Text passage –

──────

The WGTA proposes to continue to discuss TPL access, at the initiative of Mexico or Canada, in conjunction with affected domestic industries.
Mexico believes that the discussions in this topic should be aimed at analyzing whether TPLs could be expanded, and if so, what conditions should be taken into account and what instances (e.g., the private sector or other government agencies) should be consulted. Mexico reiterated its interest in this topic, and further suggested that the Ministers should instruct the WGTA what course of action should be pursued.
3.5. Customs Cooperation
The WGTA agreed that customs cooperation for enforcement purposes was a high priority, from both the standpoint of NAFTA Parties and industries in the region. The WGTA reaffirms that its first preference is to come to agreement on common procedures for customs verifications of third party origin claims and claims of eligibility under Tariff Preference Levels and proposes to intensify its efforts to this goal.
The WGTA proposes to establish a Textile Enforcement Subgroup to identify and establish immediate trilateral measures to strengthen and improve enforcement cooperation.
3.6. Cooperation on Matters of Agreement Compliance to Address Industry Concerns
The WGTA proposes to collaborate on matters of common concern, to share information, and to identify opportunities to work together within the existing structure of WTO Committees and fora to address third party agreement compliance matters. The WGTA also reaffirmed its desire to promote dialogue among the industries in the region on trade barriers and trade practices, where such matters relate to compliance with international trade agreements, and reiterated its invitation to the industries to provide information to NAFTA Parties in this respect.
The WGTA recommends continuing to work with the Committee on Standards Related Measures, to finalize as soon as possible a trilateral arrangement on the use of harmonized care symbols for textile and apparel goods, in order to affirm the uniform acceptance of care instruction symbols by the NAFTA countries, so as to facilitate trade in the region and promote further integration of the sectors.
The following sections elaborate on the specific conditions of the textile and apparel industries in each of the three NAFTA Parties.
Current conditions of the industry in the NAFTA region: U.S.
The textile and apparel industries in the U.S. produce a wide range of products, including yarn, fabric, apparel, and a variety of home furnishings and industrial products. The combined value of shipments by the U.S. industry increased by 9 percent between 1993 and 1997, to $157.9 billion, however shipments have trended downward in each subsequent year, falling to $129.2 billion in 2003. Exports rose by 51 percent between 1993 and 2003, increasing from $10.3 billion in 1993 to $15.9 billion in 2003. Total imports increased from $36.1 billion in 1993 to $77.4 billion in 2003.
There has been a substantial job loss in the U.S. textile and apparel industries, a trend that has been ongoing for almost thirty years, a development related to the effects of productivity improvements, international competition, and other factors. Between 1973, the peak year for textile and apparel employment, and 2003, the number of employees in the U.S. textile and apparel industries declined from 2,447,900 to 752,800, a loss of almost 1.7 million workers. Between 1993 and 2003 textile and apparel industry employment fell by 52 percent, from 1,568,500 employees to 752,800 employees, for a job loss of 815,700 workers. Wages for production workers in the textile industry increased by 32 percent between 1993 and 2003, and wages for production workers in the apparel industry were up by about 43 percent over the period. However wages in the textile and apparel industries are low relative to all manufacturing.

──────

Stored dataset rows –

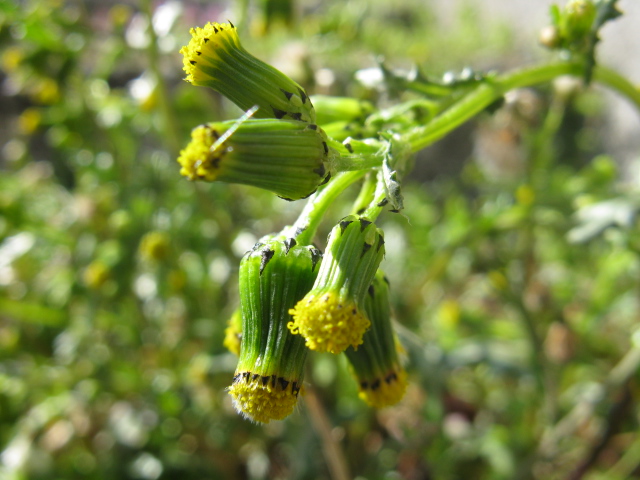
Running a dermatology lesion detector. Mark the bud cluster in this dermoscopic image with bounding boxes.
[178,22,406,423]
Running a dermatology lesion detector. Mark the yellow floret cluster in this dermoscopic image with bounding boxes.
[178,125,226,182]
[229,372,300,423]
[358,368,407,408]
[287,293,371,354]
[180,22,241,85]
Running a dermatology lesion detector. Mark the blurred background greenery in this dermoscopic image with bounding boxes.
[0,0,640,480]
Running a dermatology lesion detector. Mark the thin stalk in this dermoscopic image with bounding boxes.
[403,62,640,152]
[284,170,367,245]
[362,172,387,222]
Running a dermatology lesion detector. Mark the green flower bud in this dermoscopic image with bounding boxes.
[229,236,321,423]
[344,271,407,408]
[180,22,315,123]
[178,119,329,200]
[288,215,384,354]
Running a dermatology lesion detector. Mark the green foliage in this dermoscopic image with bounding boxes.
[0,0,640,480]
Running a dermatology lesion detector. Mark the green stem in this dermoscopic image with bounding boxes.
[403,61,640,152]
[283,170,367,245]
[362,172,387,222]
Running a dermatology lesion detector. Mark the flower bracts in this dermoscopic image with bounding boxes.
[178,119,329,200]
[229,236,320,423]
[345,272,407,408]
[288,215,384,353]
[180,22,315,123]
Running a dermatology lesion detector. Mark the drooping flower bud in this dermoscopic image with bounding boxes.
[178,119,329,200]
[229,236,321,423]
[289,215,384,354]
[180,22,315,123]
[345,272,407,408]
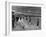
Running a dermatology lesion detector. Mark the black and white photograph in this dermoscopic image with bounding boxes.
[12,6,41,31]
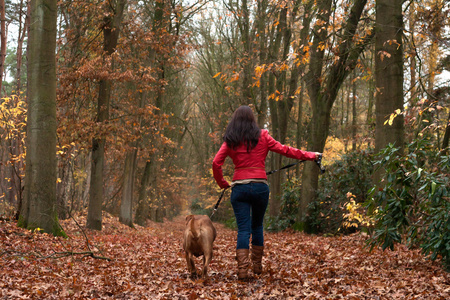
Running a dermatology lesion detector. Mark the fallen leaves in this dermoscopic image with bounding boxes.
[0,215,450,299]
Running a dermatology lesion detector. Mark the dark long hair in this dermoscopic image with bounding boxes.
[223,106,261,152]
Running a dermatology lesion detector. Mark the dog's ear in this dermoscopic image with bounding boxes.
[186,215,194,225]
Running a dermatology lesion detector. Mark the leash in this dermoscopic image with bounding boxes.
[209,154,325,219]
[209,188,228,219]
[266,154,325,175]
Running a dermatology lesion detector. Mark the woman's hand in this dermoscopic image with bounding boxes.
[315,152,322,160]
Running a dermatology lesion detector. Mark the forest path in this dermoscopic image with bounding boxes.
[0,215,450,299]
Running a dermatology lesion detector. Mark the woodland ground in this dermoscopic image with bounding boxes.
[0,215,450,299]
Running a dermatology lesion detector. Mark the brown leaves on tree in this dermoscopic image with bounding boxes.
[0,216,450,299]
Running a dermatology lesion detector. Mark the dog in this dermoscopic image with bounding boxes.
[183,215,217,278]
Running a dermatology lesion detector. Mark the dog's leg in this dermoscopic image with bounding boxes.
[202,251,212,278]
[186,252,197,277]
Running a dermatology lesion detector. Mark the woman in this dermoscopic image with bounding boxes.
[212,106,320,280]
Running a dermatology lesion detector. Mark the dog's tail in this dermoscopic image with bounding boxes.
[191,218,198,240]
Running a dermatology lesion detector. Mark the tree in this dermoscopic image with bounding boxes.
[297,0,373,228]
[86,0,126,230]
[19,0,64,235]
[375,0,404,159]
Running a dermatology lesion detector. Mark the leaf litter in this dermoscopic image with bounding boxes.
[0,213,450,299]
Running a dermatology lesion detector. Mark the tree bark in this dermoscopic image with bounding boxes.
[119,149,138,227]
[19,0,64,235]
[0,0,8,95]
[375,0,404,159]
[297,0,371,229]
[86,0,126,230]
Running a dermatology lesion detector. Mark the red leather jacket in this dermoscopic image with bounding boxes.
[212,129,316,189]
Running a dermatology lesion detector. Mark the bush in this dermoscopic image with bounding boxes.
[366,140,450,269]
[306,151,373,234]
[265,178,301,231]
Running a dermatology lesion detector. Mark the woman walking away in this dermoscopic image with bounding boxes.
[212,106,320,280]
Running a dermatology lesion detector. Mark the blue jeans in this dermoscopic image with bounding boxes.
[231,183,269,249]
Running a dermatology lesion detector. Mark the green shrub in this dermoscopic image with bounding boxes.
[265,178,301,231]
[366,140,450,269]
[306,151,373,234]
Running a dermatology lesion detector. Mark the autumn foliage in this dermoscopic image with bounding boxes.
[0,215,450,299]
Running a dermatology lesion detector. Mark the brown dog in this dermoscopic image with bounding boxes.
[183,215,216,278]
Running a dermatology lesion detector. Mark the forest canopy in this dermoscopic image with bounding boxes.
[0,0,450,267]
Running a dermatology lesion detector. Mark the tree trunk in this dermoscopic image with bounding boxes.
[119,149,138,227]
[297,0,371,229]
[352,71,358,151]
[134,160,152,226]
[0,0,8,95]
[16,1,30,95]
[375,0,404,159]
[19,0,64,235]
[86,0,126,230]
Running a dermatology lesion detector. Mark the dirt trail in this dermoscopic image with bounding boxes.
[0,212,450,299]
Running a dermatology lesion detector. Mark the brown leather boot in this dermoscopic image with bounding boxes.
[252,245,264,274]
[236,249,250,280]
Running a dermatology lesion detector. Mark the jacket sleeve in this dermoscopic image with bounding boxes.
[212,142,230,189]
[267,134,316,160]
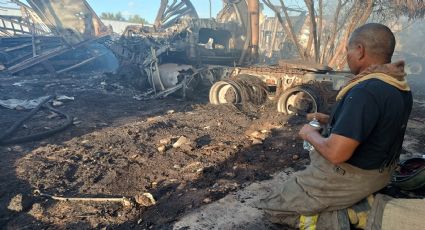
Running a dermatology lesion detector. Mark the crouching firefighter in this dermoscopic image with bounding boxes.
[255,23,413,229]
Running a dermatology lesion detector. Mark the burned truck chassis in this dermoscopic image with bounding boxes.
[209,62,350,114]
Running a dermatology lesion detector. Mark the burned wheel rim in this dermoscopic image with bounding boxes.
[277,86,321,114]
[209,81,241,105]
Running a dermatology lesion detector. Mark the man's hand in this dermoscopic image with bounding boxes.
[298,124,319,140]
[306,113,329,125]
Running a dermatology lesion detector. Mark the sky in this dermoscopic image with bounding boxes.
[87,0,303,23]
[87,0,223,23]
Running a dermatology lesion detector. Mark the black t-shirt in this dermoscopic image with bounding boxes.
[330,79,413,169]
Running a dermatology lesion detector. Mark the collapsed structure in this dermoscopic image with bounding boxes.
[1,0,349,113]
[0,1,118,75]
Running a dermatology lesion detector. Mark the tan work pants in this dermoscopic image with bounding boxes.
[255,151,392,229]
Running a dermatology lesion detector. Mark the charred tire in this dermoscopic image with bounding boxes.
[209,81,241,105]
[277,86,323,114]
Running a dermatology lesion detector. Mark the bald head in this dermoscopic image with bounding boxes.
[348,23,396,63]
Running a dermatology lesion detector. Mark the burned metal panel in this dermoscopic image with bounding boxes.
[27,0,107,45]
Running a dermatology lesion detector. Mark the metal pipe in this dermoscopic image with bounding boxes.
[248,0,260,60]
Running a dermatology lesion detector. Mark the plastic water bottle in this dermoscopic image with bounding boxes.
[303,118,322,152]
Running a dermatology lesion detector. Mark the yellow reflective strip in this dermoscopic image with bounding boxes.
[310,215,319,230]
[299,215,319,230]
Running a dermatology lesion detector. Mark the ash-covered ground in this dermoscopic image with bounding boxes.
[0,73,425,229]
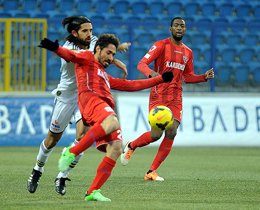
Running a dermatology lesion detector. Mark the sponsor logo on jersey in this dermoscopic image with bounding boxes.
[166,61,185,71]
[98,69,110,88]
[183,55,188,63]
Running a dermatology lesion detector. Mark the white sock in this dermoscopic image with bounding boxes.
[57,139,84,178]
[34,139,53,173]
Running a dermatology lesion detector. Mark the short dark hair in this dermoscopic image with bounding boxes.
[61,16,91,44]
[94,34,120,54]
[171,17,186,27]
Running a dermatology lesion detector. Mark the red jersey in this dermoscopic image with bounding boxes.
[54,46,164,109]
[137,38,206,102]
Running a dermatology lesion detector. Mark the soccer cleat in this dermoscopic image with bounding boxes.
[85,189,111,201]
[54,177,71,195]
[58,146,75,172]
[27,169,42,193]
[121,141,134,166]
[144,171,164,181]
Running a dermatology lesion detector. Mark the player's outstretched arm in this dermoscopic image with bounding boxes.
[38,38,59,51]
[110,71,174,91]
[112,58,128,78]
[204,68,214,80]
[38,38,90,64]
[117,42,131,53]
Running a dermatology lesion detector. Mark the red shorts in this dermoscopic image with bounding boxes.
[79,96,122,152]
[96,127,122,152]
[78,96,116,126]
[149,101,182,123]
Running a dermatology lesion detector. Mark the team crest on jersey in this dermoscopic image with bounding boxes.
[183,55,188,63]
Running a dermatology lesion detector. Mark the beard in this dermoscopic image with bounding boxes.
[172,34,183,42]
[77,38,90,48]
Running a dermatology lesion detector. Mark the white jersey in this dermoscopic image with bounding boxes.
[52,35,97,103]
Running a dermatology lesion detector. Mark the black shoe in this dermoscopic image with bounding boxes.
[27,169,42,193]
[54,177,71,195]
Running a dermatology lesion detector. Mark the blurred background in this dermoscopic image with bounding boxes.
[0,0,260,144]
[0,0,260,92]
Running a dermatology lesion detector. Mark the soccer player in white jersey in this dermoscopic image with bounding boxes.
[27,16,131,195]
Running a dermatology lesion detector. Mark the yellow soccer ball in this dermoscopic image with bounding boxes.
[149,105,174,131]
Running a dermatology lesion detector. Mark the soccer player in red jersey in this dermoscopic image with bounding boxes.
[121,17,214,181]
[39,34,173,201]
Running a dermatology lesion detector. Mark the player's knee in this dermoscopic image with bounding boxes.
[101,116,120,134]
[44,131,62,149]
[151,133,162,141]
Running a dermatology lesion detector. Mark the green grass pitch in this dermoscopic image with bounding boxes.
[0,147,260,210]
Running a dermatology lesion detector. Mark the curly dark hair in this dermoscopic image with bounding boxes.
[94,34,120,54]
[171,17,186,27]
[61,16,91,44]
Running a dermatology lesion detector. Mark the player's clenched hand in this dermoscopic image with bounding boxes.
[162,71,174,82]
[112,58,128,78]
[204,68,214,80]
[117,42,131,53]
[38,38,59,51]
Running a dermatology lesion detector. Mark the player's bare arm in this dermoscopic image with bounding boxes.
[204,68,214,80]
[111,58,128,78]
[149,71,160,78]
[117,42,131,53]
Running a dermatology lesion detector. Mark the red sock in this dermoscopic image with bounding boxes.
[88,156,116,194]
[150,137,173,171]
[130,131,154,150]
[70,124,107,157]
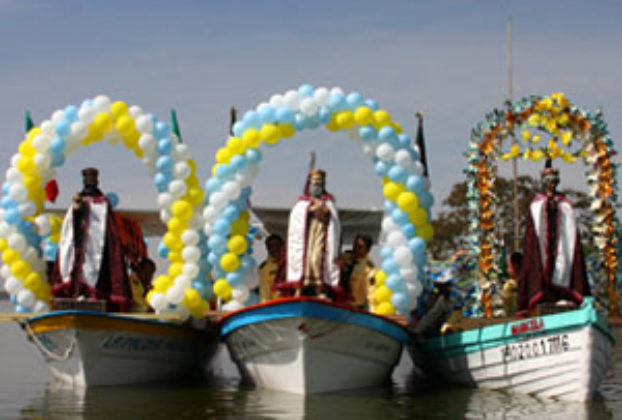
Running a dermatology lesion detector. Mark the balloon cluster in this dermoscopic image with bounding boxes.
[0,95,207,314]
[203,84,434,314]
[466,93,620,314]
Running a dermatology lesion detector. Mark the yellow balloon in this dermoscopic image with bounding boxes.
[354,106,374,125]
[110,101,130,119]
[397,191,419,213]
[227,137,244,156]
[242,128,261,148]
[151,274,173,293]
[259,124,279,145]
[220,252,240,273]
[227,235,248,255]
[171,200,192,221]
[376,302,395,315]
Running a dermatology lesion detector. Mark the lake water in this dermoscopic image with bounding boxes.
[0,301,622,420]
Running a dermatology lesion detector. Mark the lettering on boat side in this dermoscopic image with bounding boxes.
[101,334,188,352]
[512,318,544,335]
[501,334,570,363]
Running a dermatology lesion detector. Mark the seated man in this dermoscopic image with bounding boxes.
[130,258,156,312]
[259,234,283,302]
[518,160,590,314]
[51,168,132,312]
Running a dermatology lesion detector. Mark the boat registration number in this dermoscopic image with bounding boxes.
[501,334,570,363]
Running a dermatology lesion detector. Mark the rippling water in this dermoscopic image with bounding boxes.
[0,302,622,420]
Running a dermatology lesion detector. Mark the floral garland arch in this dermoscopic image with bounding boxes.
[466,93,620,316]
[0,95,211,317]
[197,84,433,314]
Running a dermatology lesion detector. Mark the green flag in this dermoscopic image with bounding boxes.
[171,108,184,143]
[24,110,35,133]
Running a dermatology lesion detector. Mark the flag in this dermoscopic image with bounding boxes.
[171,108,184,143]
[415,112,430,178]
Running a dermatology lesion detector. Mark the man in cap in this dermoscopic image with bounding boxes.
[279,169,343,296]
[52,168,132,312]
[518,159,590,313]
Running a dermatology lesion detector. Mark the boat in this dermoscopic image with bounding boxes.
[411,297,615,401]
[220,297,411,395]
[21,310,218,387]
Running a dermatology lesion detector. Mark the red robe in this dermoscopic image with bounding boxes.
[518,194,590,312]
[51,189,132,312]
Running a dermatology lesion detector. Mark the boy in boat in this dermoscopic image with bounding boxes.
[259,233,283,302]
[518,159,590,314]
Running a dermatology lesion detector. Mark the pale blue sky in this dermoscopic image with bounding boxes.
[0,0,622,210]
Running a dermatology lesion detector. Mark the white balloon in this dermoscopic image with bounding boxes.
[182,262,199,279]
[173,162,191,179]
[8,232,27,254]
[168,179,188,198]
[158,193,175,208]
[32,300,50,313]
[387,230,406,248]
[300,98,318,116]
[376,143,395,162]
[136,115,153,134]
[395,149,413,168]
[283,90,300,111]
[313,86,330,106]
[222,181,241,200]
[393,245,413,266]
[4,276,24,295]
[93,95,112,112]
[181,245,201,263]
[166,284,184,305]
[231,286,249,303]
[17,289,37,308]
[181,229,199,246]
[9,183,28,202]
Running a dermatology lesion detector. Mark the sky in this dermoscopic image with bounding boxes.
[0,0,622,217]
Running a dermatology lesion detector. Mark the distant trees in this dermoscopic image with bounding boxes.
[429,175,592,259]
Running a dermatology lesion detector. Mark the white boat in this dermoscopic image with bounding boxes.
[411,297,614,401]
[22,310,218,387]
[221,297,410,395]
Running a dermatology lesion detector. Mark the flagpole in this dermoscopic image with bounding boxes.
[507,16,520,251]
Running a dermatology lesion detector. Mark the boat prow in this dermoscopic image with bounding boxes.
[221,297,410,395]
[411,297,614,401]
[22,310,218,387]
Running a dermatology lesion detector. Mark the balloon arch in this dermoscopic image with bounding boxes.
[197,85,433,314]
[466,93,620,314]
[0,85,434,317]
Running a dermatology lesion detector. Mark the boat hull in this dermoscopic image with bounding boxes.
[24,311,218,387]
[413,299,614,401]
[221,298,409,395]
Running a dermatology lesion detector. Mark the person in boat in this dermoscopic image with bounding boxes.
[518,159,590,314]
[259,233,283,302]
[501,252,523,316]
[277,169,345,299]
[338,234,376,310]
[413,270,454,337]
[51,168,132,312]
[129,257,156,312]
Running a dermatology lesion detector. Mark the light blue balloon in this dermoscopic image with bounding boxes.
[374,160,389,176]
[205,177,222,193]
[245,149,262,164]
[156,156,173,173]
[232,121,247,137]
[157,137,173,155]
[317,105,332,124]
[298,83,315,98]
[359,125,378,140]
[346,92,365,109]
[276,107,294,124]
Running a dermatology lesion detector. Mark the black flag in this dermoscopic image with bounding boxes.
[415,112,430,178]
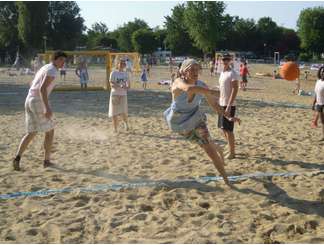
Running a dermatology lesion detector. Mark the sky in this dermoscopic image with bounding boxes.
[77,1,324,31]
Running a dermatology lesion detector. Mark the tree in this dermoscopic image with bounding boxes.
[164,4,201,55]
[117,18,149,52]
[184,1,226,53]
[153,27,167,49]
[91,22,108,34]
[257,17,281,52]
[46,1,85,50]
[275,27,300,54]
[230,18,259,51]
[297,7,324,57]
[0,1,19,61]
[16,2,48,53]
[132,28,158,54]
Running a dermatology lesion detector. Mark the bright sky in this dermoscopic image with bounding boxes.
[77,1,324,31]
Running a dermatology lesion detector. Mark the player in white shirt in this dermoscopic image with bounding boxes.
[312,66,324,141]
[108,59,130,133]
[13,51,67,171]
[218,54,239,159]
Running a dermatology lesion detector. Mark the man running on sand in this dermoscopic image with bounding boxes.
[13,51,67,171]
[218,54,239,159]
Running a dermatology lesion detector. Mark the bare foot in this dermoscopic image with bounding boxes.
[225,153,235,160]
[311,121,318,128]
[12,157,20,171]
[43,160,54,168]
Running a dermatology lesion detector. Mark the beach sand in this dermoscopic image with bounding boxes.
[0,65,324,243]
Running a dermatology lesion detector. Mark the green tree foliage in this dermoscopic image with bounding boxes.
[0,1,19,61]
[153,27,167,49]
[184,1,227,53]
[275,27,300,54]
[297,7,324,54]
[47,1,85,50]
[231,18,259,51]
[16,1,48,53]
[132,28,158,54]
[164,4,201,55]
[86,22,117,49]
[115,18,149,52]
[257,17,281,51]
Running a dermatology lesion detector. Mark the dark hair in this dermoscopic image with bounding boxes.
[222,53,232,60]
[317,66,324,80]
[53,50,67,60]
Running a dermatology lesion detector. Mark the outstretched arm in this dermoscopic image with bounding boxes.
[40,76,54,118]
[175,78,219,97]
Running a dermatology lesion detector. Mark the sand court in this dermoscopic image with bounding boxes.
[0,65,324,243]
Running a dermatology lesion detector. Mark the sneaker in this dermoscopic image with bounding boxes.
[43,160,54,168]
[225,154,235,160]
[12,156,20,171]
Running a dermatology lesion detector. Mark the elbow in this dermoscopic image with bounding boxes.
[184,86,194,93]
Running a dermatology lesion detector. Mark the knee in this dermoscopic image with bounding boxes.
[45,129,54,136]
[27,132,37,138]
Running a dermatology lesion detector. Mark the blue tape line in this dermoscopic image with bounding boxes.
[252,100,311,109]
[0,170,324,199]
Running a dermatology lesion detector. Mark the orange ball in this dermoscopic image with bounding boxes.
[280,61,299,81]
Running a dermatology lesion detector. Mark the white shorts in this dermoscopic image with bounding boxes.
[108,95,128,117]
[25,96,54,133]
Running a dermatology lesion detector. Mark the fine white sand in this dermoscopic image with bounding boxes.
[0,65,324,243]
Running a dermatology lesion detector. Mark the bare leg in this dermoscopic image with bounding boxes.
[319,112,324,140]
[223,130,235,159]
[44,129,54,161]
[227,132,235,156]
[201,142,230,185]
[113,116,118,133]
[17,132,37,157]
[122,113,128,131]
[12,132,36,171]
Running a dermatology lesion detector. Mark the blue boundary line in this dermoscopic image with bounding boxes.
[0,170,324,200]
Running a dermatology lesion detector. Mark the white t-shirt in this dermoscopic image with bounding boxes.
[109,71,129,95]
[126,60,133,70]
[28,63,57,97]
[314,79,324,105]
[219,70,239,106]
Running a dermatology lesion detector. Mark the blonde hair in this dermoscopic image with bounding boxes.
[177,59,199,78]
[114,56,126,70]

──────

Objective – Duplicate, word for word, the part of the NAFTA textile and apparel passage above that begins with the words containing "The WGTA recommends" and ends with "NAFTA region: U.S.".

Answer to the exercise –
The WGTA recommends continuing to work with the Committee on Standards Related Measures, to finalize as soon as possible a trilateral arrangement on the use of harmonized care symbols for textile and apparel goods, in order to affirm the uniform acceptance of care instruction symbols by the NAFTA countries, so as to facilitate trade in the region and promote further integration of the sectors.
The following sections elaborate on the specific conditions of the textile and apparel industries in each of the three NAFTA Parties.
Current conditions of the industry in the NAFTA region: U.S.